Aim of the exercise:
In the data below, replace every occurrence of "red rock cliff" with "sandstone cliff" and reproduce all other lines unchanged. Leave out the pictures.
# START OF Exercise input
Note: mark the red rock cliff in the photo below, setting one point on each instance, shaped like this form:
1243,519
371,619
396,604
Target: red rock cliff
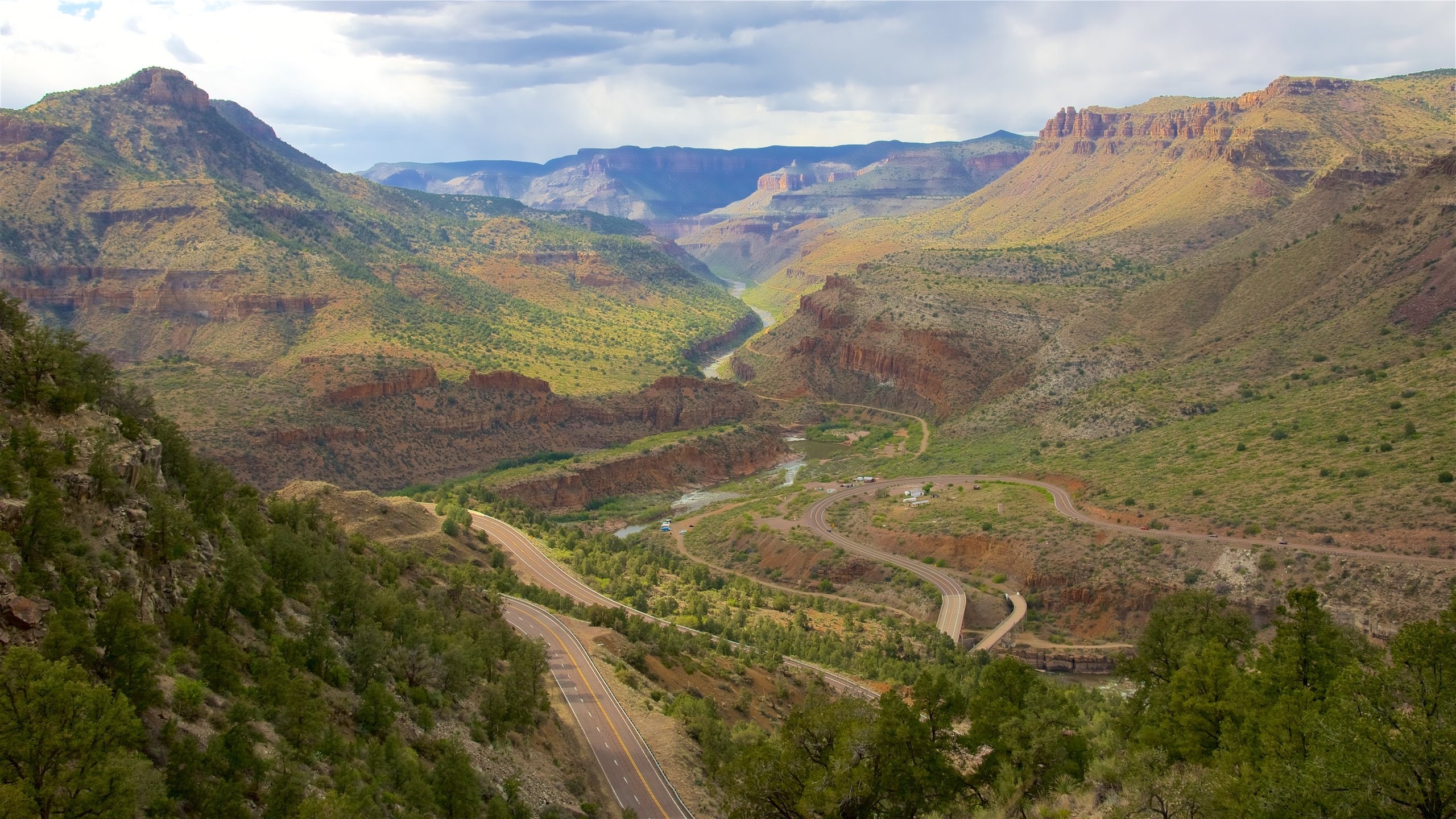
689,462
410,381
# END OF Exercise input
Expected answer:
Note: mark the sandstone cliff in the photo below, setting one point on each instance, shaped like this form:
1243,519
371,619
396,604
Target: sandstone cliff
689,462
410,381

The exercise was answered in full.